=== To be done ===
Pictures do not belong in the copy. Write out exactly the lines from the one containing "Pin the man's face, one" through the end of the data.

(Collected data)
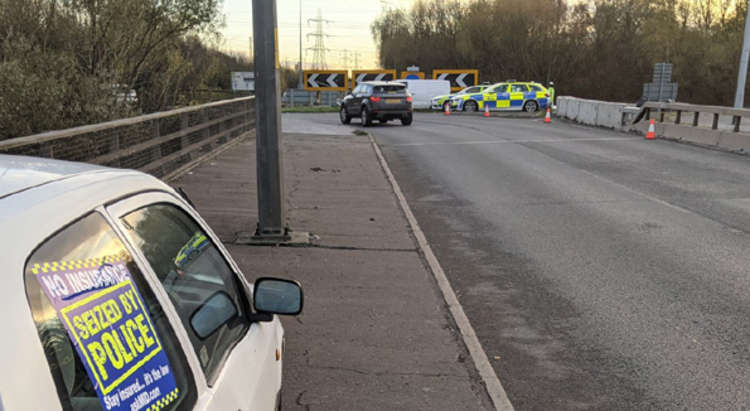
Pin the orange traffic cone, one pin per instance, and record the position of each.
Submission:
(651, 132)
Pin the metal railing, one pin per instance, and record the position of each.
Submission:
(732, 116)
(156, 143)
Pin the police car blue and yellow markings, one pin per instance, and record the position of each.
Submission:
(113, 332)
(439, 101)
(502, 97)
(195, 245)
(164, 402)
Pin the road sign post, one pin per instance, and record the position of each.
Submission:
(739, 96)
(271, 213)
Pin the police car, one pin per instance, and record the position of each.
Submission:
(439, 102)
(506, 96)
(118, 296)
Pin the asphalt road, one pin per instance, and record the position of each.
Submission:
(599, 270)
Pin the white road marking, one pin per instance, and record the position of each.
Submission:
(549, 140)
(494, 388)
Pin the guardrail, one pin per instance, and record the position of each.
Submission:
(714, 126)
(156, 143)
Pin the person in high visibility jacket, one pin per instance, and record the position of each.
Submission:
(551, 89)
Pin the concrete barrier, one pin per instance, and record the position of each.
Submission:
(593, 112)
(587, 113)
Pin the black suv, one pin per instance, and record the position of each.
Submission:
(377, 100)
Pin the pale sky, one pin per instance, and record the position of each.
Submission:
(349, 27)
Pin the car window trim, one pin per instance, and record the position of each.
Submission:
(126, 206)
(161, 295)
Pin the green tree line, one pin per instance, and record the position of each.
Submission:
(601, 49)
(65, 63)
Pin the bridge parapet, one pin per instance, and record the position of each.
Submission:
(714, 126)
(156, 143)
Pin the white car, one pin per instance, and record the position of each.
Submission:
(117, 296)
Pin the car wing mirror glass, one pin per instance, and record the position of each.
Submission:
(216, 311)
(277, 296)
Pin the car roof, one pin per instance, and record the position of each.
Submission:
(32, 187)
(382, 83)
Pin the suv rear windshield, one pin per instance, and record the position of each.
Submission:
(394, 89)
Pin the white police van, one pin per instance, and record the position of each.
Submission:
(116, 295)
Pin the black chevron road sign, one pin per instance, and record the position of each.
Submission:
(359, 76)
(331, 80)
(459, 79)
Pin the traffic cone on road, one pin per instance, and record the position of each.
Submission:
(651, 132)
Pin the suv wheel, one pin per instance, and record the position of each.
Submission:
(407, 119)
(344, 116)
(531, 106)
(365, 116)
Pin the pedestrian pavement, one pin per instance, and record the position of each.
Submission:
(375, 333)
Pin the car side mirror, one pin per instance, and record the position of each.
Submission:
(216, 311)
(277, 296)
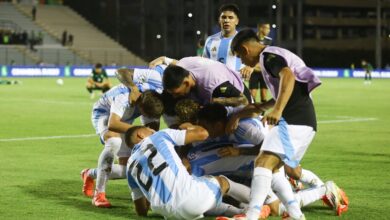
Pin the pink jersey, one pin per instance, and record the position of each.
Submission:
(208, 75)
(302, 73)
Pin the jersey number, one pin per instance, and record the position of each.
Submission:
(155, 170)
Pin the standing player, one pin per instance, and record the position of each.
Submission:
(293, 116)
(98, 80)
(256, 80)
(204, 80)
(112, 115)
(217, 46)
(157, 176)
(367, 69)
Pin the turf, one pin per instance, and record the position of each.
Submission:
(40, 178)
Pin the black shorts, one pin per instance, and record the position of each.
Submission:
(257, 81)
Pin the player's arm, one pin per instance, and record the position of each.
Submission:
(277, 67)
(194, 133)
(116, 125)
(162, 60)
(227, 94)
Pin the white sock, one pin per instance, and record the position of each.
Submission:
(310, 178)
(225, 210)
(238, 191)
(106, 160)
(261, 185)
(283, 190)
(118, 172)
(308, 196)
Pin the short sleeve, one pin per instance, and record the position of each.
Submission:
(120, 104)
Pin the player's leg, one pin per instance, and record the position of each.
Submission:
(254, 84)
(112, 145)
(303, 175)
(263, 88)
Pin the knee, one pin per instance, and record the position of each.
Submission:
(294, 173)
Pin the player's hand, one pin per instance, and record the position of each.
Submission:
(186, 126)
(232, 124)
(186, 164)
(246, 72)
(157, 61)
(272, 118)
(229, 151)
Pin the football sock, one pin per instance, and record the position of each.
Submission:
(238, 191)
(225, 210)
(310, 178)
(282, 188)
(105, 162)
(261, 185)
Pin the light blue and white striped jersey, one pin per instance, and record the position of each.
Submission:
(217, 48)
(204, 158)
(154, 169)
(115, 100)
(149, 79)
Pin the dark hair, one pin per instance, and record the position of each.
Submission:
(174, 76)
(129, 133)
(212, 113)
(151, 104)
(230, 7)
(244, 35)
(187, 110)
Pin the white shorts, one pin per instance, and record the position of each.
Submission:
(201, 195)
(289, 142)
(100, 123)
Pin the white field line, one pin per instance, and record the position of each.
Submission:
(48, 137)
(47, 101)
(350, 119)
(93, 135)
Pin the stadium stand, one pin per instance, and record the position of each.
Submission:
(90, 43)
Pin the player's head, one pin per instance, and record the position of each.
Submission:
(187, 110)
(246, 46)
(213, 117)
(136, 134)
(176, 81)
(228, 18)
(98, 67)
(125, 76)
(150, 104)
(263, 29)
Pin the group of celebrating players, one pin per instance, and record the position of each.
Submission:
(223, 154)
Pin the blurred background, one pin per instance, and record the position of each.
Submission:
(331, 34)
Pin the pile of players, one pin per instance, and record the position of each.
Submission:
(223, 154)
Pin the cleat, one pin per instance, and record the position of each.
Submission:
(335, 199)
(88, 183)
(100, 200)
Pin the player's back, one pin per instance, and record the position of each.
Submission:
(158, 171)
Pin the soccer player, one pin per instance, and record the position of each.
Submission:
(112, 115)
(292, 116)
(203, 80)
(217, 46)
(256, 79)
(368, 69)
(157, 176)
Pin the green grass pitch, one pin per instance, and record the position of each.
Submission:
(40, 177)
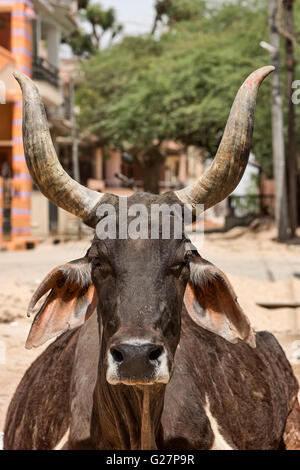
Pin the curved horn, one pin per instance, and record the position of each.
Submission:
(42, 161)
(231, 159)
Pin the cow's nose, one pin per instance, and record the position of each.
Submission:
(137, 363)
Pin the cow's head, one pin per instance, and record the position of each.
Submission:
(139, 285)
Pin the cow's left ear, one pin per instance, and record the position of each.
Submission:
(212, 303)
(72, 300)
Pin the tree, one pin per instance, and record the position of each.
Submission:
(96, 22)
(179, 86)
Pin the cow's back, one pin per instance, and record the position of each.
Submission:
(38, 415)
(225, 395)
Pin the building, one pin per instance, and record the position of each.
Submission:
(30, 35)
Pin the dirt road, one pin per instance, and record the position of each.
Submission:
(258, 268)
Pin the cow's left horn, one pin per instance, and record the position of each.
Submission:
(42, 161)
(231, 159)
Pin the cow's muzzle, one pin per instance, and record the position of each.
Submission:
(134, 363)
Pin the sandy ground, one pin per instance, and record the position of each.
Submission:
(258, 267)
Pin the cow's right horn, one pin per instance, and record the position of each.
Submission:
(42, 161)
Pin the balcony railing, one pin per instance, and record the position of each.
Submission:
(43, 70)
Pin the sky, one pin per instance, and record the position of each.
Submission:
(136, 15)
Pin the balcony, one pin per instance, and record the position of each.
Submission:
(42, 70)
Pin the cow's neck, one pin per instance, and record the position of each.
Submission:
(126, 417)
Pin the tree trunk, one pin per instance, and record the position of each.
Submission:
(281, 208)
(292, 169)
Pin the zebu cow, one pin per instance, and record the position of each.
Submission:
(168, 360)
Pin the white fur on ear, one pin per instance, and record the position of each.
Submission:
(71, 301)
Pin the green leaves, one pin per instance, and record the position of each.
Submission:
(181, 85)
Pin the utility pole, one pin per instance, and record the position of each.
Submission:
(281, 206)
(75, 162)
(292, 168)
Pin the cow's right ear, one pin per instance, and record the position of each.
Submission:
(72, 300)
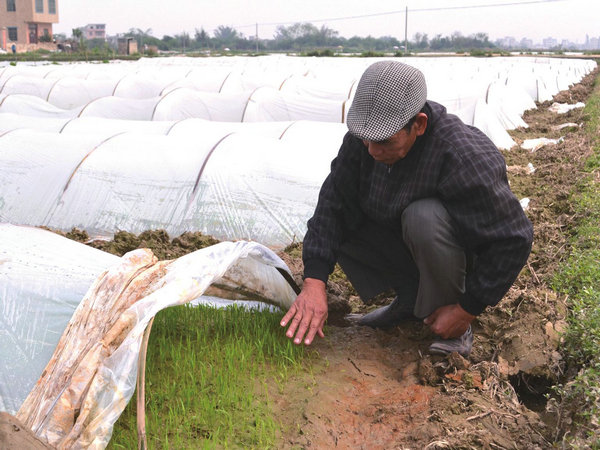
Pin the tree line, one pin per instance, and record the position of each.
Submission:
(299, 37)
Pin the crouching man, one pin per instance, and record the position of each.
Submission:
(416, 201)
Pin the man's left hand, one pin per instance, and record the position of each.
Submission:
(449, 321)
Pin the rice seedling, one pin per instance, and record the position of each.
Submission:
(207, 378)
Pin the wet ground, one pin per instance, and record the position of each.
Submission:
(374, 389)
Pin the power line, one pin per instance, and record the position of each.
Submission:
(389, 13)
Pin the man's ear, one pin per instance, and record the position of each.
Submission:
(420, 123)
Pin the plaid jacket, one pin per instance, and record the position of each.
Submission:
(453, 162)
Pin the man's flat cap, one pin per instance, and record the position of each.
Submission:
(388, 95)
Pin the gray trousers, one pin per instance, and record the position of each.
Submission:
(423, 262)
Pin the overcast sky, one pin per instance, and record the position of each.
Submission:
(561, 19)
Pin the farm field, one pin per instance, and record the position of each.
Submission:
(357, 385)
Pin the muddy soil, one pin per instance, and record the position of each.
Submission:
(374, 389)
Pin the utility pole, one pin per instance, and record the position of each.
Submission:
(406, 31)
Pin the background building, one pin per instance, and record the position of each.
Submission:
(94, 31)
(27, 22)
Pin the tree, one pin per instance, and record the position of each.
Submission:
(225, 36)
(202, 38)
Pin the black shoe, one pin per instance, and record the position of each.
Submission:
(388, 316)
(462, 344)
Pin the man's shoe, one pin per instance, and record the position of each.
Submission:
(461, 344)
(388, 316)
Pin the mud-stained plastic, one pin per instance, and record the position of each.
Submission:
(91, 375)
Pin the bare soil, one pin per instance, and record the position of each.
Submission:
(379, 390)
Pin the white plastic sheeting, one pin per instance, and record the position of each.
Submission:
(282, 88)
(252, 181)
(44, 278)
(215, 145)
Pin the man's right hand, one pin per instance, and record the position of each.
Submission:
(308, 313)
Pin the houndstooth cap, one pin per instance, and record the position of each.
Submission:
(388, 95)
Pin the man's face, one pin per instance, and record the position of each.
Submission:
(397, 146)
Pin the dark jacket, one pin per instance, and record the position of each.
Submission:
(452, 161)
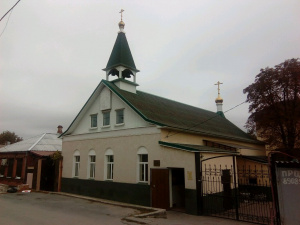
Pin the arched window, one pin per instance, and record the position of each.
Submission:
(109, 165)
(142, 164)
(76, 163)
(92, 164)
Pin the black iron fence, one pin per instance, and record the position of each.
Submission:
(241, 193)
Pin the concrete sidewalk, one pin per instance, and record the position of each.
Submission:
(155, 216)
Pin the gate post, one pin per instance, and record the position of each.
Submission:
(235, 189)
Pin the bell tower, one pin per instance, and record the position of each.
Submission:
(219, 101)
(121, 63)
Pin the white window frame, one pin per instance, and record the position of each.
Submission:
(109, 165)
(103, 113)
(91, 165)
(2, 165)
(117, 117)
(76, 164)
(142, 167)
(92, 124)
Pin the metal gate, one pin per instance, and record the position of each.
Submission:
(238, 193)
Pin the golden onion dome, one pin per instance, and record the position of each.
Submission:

=== Result of the exercise ===
Pin the man's face, one pin per instance, and record the position of each.
Submission:
(397, 146)
Pin the dark jacket, one pin per instance, and record the position of each.
Submission:
(452, 161)
Pin the arched window, one pin per instance, and record the position of each.
Submission:
(109, 165)
(142, 164)
(76, 163)
(92, 164)
Pin the black iron fence, one pin per instance, and record the position of each.
Submission:
(241, 193)
Pin the concrete sidewalk, one pin per instance, and record the position of each.
Submission:
(155, 216)
Pin the gate post, one pin per instance, and record the position of each.
Submission:
(235, 189)
Pin the bell tower, one pin per instance, and record the position of each.
Submission:
(219, 101)
(121, 63)
Pin the white window frame, one pin per instance, and record the position of each.
Submission:
(109, 165)
(103, 113)
(91, 165)
(2, 165)
(117, 117)
(76, 164)
(142, 167)
(92, 124)
Pin the metal gate, one pin per instance, and record the position of each.
Submission:
(238, 193)
Pin the golden onion dome, one pin per instance, and record the position of each.
Submission:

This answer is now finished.